▸ **Excerpted text**:

BEGIN

Xi Associate Chen Appointed to Lead Major Chinese Metropolis

  • Change comes before Communist Party reshuffle later this year
  • Chen Miner becomes party chief of Chongqing province

A Chinese provincial party chief with ties to President Xi Jinping has been appointed to lead a major metropolis in the country’s southwest ahead of a Communist Party leadership reshuffle later this year.

Chen Miner, 56, was on Saturday named party chief of Chongqing, one of four centrally-administered municipalities alongside Beijing, Shanghai and Tianjin.

Chen Miner

Photographer: Lintao Zhang/Getty Images

Xi will preside over a once-every-five years power transfer later this year in which the majority of the ruling Politburo’s 25 members are expected to be reshuffled. Having his status announced as “core leader” at a party conclave last October could give Xi greater sway in deciding the next crop of leaders, particularly the smaller Politburo Standing Committee.

Chongqing’s party chiefs have been represented on the Politburo since 2007.

Chen’s career has dovetailed with Xi. He advanced to governor of the southwestern province of Guizhou -- his first provincial-level promotion -- in December 2012, shortly after Xi became overall party chief. In July 2015, Chen was promoted to provincial party chief, only the third regional party boss born in the 1960s.

END

▸ **Input data**:
BEGIN

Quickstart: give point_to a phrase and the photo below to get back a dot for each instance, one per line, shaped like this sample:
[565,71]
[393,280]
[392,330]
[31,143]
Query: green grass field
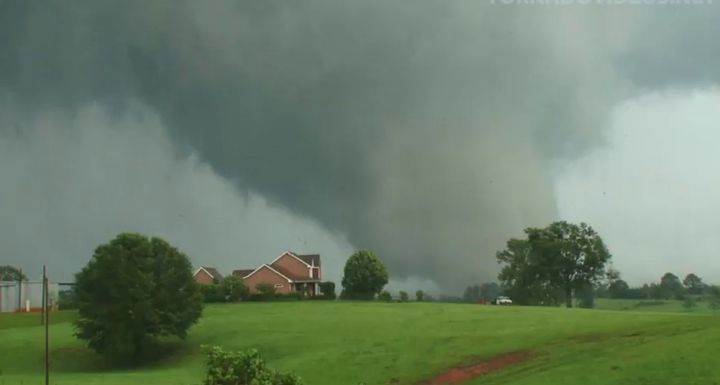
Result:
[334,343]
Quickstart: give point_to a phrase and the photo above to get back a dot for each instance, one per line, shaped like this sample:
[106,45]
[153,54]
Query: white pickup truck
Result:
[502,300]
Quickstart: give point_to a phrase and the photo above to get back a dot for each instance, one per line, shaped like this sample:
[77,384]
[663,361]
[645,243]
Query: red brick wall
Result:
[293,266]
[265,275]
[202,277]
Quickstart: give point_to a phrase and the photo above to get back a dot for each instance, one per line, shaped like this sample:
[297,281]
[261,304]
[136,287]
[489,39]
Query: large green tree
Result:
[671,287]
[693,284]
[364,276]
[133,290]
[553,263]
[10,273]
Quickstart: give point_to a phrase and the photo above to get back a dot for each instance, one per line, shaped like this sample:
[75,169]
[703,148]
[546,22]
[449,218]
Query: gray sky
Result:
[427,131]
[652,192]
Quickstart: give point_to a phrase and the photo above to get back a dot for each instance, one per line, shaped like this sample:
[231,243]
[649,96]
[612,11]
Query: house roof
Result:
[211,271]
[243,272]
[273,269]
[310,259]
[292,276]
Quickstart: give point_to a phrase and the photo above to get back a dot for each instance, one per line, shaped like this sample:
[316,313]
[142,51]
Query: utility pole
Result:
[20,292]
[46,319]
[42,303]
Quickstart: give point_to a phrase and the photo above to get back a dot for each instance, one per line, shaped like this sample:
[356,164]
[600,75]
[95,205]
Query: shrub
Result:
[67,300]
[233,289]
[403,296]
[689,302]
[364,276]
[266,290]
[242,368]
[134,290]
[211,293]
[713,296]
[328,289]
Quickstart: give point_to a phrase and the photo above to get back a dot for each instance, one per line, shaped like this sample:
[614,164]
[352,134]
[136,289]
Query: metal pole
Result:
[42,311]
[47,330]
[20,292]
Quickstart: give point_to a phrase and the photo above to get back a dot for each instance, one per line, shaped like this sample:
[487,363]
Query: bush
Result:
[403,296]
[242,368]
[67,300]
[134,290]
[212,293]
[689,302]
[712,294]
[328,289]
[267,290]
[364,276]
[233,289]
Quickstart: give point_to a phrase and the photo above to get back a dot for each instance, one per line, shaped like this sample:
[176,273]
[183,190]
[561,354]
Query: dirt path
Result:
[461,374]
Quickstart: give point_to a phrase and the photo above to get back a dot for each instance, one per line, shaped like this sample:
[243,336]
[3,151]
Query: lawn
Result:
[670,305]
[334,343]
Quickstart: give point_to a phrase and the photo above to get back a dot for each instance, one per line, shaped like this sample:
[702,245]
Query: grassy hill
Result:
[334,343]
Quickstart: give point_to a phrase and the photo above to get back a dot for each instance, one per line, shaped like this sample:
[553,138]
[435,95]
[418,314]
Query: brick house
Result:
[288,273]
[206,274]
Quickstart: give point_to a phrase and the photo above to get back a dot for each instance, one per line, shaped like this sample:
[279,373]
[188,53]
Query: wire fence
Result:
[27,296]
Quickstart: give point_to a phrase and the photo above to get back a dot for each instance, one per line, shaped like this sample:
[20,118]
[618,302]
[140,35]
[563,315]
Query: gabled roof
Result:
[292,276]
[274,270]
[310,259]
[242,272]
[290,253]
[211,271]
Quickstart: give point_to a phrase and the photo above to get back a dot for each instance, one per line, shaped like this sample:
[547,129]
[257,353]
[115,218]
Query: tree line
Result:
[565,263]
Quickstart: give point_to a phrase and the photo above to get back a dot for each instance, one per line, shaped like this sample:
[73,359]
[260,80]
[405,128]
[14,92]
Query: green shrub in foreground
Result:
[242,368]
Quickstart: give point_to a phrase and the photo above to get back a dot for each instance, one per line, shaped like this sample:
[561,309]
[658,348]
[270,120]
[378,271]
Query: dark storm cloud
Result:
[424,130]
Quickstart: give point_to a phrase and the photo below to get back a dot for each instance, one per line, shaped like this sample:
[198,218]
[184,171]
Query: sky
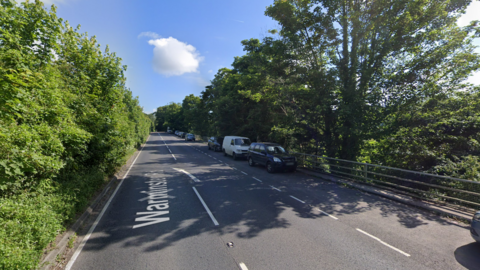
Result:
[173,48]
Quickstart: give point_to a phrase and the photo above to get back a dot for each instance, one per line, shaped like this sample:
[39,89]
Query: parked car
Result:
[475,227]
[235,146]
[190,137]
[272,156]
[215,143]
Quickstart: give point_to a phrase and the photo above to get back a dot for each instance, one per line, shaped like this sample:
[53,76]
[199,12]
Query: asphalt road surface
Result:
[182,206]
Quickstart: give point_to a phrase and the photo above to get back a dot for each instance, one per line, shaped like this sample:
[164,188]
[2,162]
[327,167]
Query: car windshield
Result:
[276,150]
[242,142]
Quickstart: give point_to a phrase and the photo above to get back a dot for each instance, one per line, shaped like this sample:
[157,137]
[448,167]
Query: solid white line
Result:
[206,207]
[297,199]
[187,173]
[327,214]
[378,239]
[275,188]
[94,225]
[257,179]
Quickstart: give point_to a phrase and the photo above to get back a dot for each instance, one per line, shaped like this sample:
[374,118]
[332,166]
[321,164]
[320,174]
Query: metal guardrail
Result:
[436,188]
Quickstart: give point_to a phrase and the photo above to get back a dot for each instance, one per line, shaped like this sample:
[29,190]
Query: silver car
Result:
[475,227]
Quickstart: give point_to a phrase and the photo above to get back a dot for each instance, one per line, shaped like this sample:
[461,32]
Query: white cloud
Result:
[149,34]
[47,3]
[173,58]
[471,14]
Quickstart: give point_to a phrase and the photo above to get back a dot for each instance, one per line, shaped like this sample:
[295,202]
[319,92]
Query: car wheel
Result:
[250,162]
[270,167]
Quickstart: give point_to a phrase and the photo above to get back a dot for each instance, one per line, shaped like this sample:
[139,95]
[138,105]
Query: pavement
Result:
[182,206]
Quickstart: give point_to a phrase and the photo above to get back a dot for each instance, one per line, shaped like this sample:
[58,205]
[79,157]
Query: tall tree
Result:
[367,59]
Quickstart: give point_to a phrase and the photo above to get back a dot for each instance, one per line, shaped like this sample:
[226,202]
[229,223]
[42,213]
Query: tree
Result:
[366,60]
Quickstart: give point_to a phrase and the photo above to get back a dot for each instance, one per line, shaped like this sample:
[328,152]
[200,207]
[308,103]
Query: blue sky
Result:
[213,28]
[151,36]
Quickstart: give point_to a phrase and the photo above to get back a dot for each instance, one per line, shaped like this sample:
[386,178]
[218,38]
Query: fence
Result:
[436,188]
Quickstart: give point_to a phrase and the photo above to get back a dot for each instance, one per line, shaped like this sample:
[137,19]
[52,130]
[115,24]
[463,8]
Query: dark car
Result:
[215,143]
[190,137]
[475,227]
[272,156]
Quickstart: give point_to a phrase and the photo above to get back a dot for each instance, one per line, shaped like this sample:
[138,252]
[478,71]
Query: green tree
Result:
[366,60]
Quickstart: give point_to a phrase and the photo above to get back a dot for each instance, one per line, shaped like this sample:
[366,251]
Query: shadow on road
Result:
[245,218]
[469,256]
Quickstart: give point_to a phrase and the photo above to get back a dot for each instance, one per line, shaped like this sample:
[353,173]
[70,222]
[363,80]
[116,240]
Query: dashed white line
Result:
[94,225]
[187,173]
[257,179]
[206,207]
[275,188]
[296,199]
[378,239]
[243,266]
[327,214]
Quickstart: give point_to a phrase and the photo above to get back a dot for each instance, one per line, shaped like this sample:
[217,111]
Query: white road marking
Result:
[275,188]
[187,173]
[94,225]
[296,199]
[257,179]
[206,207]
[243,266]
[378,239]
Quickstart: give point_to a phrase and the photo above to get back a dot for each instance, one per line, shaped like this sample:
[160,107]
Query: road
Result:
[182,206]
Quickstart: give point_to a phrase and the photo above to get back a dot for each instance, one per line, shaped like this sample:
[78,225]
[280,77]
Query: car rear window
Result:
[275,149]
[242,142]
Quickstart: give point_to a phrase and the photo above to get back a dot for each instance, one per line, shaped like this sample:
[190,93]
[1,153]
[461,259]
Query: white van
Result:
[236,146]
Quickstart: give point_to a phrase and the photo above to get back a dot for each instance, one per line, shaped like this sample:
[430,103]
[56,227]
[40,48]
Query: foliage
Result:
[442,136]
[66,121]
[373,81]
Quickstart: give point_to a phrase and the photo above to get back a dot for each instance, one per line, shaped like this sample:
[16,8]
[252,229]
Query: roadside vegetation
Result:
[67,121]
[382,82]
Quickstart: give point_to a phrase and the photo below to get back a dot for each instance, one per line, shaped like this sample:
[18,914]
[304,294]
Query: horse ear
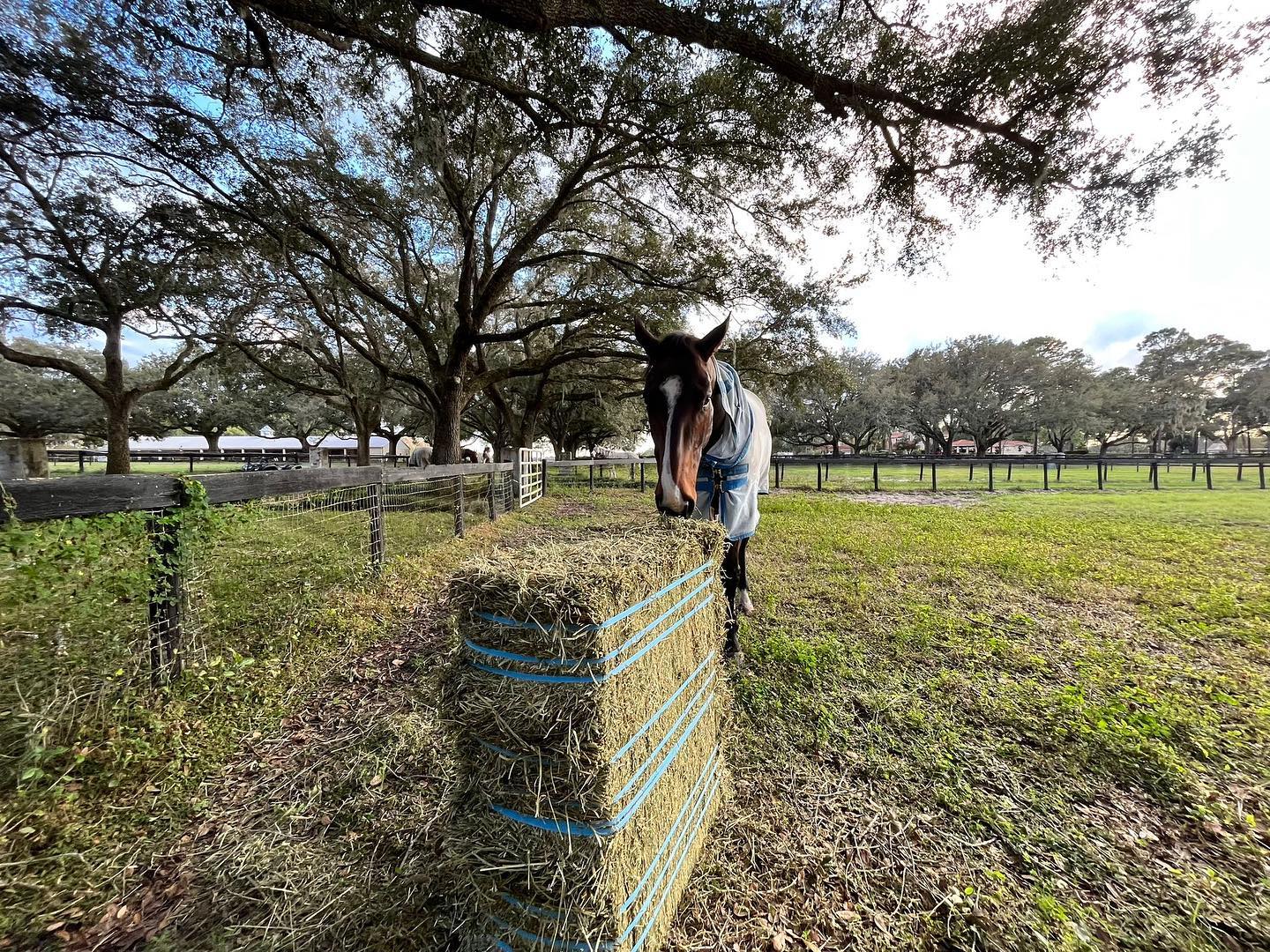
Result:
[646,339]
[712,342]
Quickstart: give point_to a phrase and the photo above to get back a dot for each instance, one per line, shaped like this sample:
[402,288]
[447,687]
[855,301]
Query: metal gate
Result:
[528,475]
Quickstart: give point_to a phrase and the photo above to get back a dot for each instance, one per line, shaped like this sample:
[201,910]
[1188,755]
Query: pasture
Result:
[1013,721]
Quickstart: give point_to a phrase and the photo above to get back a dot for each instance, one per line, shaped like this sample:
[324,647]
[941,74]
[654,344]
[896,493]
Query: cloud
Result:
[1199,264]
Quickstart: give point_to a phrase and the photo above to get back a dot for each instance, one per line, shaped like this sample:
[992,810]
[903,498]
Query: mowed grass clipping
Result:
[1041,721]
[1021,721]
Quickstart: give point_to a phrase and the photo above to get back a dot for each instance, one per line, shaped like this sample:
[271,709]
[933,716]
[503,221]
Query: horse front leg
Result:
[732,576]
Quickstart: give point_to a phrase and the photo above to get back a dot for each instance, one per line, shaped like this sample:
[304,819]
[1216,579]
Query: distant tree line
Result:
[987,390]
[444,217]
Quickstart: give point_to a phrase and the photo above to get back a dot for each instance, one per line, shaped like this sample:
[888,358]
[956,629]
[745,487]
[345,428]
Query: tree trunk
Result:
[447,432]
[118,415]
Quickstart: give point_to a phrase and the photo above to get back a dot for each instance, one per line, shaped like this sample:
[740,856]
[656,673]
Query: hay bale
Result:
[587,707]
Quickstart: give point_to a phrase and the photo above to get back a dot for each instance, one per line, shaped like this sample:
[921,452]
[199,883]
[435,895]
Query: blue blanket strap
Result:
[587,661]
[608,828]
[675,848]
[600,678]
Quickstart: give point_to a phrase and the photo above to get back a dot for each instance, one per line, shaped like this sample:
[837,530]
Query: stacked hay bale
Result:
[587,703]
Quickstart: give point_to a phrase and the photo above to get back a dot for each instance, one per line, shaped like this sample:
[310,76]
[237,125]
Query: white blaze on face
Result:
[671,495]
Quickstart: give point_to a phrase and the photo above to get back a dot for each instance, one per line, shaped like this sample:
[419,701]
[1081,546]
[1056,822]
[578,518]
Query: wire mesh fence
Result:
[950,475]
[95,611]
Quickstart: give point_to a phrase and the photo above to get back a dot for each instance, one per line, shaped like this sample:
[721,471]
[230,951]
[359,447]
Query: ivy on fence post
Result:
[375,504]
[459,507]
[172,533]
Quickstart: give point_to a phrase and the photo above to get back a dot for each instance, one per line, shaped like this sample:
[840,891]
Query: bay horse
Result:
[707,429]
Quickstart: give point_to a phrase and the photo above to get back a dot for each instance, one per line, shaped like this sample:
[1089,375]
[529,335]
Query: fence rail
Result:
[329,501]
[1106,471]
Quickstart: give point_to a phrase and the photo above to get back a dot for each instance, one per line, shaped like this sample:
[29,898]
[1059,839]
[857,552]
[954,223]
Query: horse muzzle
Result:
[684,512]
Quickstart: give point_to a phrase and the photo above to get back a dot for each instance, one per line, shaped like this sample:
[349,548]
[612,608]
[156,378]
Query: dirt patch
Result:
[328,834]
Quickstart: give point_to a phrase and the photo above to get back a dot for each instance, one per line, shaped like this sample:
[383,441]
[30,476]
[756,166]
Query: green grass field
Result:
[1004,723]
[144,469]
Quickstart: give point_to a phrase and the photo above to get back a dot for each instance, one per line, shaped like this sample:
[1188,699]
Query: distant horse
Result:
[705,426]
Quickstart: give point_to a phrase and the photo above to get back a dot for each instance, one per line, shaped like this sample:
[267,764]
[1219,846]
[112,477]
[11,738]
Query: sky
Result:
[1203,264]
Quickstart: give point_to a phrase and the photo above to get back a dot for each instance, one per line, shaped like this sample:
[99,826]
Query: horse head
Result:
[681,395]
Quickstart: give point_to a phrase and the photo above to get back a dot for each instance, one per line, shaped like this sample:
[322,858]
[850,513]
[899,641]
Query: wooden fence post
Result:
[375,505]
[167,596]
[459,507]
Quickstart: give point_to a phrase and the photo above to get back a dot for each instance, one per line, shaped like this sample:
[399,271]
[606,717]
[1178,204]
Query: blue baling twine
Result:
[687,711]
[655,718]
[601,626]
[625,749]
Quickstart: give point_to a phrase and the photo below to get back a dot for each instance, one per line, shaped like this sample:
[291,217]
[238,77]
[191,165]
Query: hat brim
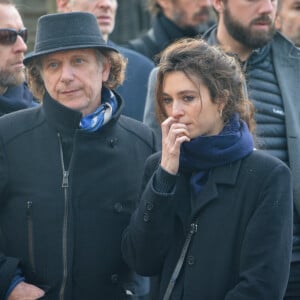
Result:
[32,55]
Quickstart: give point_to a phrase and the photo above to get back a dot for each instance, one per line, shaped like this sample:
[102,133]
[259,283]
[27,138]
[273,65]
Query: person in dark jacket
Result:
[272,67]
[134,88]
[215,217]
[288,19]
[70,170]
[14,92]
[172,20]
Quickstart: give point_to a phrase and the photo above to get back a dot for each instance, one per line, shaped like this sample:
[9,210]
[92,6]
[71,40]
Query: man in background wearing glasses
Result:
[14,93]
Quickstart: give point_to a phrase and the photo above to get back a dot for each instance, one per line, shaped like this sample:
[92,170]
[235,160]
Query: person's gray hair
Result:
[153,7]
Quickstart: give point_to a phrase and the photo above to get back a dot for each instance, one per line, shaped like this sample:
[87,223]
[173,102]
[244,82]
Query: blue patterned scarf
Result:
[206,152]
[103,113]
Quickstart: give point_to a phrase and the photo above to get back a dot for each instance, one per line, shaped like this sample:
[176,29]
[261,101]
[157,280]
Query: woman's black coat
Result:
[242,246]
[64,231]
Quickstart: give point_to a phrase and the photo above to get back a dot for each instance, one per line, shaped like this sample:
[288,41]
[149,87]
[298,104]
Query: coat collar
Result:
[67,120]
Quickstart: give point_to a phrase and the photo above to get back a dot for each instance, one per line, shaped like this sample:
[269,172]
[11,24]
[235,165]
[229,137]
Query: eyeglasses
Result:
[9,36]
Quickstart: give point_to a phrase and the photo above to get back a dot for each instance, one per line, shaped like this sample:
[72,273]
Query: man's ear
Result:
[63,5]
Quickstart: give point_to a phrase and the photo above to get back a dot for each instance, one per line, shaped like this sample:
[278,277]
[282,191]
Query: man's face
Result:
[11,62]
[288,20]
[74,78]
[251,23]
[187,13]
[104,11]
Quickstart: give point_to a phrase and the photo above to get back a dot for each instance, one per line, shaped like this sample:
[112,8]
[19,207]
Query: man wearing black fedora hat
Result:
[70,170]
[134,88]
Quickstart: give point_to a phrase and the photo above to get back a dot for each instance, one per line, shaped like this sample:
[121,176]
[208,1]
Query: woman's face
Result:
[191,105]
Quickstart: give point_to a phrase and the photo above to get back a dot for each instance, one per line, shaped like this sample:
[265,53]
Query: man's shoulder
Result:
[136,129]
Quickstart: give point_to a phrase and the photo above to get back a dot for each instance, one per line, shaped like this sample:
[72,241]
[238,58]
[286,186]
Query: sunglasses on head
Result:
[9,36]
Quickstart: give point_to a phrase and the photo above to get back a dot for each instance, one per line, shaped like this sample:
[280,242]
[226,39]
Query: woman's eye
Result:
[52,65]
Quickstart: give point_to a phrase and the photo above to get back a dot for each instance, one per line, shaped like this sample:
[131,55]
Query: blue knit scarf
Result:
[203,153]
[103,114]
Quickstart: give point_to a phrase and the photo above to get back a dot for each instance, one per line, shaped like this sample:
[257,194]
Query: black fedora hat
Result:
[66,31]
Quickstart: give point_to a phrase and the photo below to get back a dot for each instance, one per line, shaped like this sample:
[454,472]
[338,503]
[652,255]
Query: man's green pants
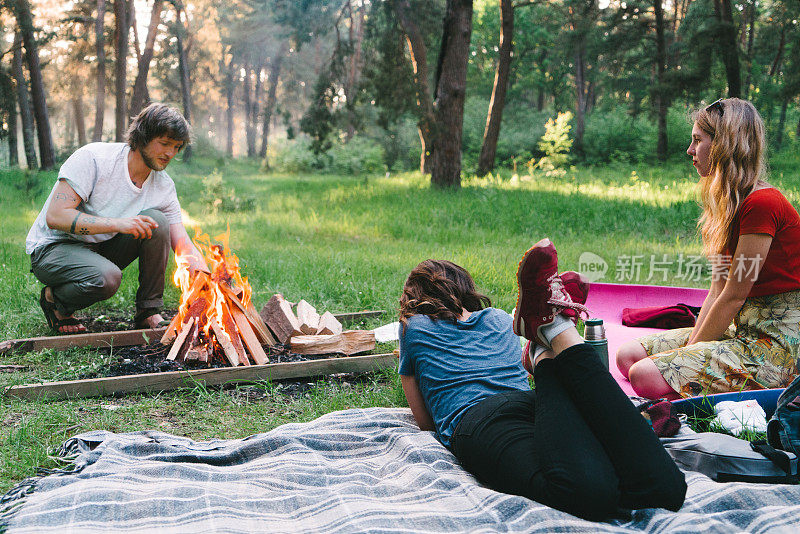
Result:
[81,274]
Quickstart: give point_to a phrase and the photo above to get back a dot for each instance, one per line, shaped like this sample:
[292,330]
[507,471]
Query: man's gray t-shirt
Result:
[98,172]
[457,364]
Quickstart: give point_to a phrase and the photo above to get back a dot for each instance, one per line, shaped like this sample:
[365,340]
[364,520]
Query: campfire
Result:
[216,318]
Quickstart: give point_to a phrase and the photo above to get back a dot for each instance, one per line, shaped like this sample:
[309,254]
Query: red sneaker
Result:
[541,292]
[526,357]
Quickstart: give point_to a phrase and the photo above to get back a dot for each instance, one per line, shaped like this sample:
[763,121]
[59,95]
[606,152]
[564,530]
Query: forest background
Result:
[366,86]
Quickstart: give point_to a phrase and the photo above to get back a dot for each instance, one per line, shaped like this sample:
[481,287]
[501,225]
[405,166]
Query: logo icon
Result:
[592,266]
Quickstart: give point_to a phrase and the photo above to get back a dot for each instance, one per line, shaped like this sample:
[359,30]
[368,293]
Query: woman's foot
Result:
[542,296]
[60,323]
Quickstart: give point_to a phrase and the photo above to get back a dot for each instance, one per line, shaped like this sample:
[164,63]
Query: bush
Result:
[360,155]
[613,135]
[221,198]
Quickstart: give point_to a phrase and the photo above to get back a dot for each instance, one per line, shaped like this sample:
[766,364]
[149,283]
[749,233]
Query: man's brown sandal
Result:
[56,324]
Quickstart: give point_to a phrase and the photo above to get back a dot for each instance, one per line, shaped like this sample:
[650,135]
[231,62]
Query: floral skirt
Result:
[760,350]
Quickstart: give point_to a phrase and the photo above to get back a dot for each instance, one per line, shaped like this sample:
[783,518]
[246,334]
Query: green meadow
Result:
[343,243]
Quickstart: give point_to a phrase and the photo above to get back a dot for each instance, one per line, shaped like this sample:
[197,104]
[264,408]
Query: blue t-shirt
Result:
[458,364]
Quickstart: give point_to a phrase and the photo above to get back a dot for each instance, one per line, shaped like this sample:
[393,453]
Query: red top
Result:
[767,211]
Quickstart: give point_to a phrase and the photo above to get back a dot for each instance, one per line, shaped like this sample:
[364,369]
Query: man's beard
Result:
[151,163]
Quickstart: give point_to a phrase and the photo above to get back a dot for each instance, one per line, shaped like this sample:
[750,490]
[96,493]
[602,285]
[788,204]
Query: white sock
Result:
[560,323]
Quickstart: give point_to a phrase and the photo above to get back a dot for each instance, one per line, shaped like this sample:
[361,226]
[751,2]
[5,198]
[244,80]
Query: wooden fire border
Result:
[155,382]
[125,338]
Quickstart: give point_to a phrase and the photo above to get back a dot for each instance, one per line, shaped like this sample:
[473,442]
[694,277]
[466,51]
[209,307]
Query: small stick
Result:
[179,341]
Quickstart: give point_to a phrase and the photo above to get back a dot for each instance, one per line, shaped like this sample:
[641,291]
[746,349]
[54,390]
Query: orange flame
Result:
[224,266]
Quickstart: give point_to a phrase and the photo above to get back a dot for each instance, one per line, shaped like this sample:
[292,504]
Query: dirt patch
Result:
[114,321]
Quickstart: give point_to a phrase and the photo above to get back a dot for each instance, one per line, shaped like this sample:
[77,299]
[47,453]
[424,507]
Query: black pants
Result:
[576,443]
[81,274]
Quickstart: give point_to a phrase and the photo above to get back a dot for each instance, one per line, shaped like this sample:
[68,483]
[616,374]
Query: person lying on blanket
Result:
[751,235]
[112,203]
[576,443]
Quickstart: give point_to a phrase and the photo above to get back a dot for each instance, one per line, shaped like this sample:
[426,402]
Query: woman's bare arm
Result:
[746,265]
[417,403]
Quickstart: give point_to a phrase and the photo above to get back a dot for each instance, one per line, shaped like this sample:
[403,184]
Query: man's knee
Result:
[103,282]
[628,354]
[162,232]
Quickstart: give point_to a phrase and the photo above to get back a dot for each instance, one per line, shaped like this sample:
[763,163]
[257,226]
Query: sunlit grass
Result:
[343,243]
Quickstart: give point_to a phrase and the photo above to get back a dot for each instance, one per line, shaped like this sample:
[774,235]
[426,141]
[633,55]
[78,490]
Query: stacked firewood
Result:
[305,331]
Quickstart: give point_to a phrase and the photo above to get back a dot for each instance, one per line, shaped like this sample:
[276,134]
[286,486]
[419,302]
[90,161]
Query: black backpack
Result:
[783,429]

END

▸ **Your tasks**:
[1] Retype the Chen Miner article from "Photographer: Lintao Zhang/Getty" up to and including "in the 1960s.".
[2] Decide whether each statement agrees with the Chen Miner article, answering yes or no and quoting the words that settle it: (a) Chen Miner was 56 when he was named party chief of Chongqing. (b) Chongqing's party chiefs have been represented on the Politburo since 2012. (c) Chen became governor of Guizhou before Xi became overall party chief.
The items have no connection to the Chen Miner article.

▸ **Task responses**:
[1]
Photographer: Lintao Zhang/Getty Images

Xi will preside over a once-every-five years power transfer later this year in which the majority of the ruling Politburo’s 25 members are expected to be reshuffled. Having his status announced as “core leader” at a party conclave last October could give Xi greater sway in deciding the next crop of leaders, particularly the smaller Politburo Standing Committee.

Chongqing’s party chiefs have been represented on the Politburo since 2007.

Chen’s career has dovetailed with Xi. He advanced to governor of the southwestern province of Guizhou -- his first provincial-level promotion -- in December 2012, shortly after Xi became overall party chief. In July 2015, Chen was promoted to provincial party chief, only the third regional party boss born in the 1960s.

[2]
(a) Yes: "Chen Miner, 56, was on Saturday named party chief of Chongqing"
(b) No: "Chongqing’s party chiefs have been represented on the Politburo since 2007."
(c) No: "in December 2012, shortly after Xi became overall party chief"